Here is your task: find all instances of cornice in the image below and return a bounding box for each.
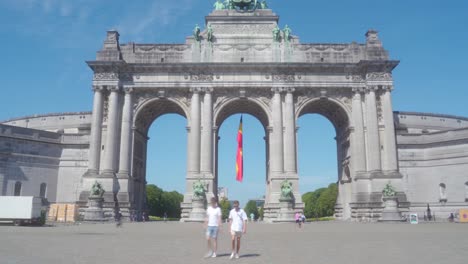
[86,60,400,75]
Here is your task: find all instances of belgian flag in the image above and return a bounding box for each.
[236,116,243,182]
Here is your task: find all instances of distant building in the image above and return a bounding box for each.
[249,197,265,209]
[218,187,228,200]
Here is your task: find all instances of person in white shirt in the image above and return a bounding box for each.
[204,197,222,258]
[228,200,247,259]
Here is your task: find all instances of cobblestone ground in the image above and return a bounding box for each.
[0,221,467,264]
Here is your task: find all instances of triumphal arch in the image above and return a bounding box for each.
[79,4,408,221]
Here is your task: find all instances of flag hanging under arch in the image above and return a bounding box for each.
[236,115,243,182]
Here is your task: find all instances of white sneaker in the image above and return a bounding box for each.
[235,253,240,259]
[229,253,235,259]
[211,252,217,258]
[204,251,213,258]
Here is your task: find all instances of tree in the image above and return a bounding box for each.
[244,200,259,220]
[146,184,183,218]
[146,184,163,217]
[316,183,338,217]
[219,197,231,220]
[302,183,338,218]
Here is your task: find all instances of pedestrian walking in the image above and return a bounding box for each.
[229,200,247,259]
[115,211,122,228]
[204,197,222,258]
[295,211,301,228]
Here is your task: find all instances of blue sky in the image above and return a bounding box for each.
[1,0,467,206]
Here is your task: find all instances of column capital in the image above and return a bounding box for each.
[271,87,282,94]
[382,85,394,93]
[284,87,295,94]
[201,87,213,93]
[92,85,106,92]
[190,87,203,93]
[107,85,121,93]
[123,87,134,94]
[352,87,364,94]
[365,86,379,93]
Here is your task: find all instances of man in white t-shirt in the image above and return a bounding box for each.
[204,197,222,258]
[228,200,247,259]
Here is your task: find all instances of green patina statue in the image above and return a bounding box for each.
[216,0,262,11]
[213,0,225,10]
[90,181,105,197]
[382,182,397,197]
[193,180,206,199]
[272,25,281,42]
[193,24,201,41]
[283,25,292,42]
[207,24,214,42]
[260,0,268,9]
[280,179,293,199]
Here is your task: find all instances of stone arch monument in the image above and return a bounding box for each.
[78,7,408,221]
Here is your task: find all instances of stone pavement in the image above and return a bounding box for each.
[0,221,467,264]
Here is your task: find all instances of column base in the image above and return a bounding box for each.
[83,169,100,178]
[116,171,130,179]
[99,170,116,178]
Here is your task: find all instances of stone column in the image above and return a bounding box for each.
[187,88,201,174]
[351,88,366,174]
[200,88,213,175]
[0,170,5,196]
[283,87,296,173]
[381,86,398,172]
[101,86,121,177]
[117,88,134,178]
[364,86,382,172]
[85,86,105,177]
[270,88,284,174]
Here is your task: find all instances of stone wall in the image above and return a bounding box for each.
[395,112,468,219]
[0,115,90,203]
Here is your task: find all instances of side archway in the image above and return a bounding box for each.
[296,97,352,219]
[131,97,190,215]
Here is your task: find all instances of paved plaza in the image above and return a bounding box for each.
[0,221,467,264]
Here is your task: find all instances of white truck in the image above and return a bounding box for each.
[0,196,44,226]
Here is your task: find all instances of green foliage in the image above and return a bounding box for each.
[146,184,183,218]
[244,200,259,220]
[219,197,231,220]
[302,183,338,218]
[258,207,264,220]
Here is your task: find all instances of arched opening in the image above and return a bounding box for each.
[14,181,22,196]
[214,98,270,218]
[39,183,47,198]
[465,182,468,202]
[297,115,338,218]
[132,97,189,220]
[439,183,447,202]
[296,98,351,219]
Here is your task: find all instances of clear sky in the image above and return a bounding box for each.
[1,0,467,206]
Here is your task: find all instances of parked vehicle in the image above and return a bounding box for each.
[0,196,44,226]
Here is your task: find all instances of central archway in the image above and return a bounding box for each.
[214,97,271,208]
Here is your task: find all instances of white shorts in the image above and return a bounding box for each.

==============================

TASK BRIEF: Write the material out again exactly as it appears, dropping the pictures.

EXPECTED OUTPUT:
Here is your task: find all instances of cornice in the image below and return a bounding box for each.
[86,60,400,75]
Here is your task: find all instances of belgian flag in the image above and return a bounding box for each.
[236,116,243,182]
Here is your task: find all instances of distant building in the image above and return a bounding box for each.
[249,197,265,209]
[218,187,228,200]
Here is your task: find all instances of person in white shirt in the image above and return a bounding box for each.
[204,197,222,258]
[228,200,247,259]
Here is your task: find all instances of cobblestone ground in the image above and return a bounding box for each.
[0,221,467,264]
Here is your task: find all instances of triumphal arch in the image above and return a bounding box for each.
[79,4,408,221]
Here is your task: find all instances of flag hanging under arch in the image above and return a bounding box for each.
[236,115,243,182]
Here is your task: find all instances of white sneaker in the image above and return a bounding box for each.
[235,253,240,259]
[229,253,235,259]
[211,252,217,258]
[204,251,213,258]
Here is your task: find all instances of tree in the image above and return a bounding box for each.
[244,200,259,220]
[146,184,183,218]
[146,184,163,217]
[316,183,338,217]
[219,197,231,220]
[302,183,338,218]
Here is your task: find all instances of pedestrian walking in the image above and return a bounding box for each.
[229,200,247,259]
[115,211,122,228]
[204,197,222,258]
[295,211,301,228]
Here is your task: find all instances of blue sky in the image above and return a bounding box for each.
[1,0,467,206]
Here is your task: find all instances of column capital in the image above and return a bounding box for each.
[271,87,282,94]
[382,85,394,93]
[284,87,295,94]
[201,87,213,93]
[92,85,106,92]
[190,87,203,93]
[107,85,121,93]
[123,87,134,94]
[352,87,364,94]
[365,86,379,93]
Here is your task: find all instances of man in white t-shirt in the image above and return a bounding box for each.
[204,197,222,258]
[228,200,247,259]
Here is your task: find all instances of green patina statue in the image above and return a bounding box for each.
[216,0,262,11]
[213,0,225,10]
[90,181,105,197]
[382,182,397,197]
[193,180,206,199]
[272,25,281,42]
[193,24,201,41]
[283,25,292,42]
[207,24,214,42]
[260,0,268,9]
[280,179,293,199]
Here is your task: find all instances of stone arch monument in the image above and return a bounding box for each.
[78,7,408,221]
Here is your task: find all instances of stone pavement in the image above and return a bounding box for each.
[0,221,467,264]
Here is your task: find all instances of column base in the image above and return a bounding box for each.
[83,169,100,178]
[116,171,130,179]
[99,170,116,178]
Here is your task: find all instances of stone column in the image above and return a bounding box for each.
[187,88,201,174]
[351,88,366,174]
[200,88,213,175]
[0,170,5,196]
[283,87,296,173]
[381,86,398,172]
[101,86,121,177]
[117,88,134,178]
[364,86,382,172]
[85,86,105,177]
[270,88,284,174]
Here is your task: find all instances of stone wall in the image above and return a bounding box for each.
[395,112,468,219]
[0,115,90,203]
Here is your task: find all instances of side archway in the image above and return a bounding box for each.
[296,97,352,219]
[131,97,190,215]
Here is your task: find all instances of paved plaza in the image above and return a bounding box for each.
[0,221,467,264]
Here is your task: find all instances of white truck in the image above and return a bounding box for each.
[0,196,44,226]
Here is your task: find all instances of green foliage in the image above and return a bounding box for each.
[146,184,183,218]
[244,200,259,220]
[219,197,231,220]
[302,183,338,218]
[258,207,264,220]
Here is your task: find all instances of arched opening in the image above and return a bounding box for each.
[14,181,22,196]
[214,98,270,218]
[39,183,47,198]
[465,182,468,202]
[297,115,338,218]
[132,97,189,220]
[439,183,447,202]
[296,98,351,219]
Here is your task: find all instances of clear sky in the image above and return a bounding box for each.
[1,0,467,206]
Here is your task: find all instances of parked vehicle in the image above and return a bounding box for each.
[0,196,44,226]
Here is your task: find all instances of central archway in the image above and return a bounding box for each.
[214,97,271,208]
Here is your task: find all instances of white shorts in the image above and return a bounding box for each.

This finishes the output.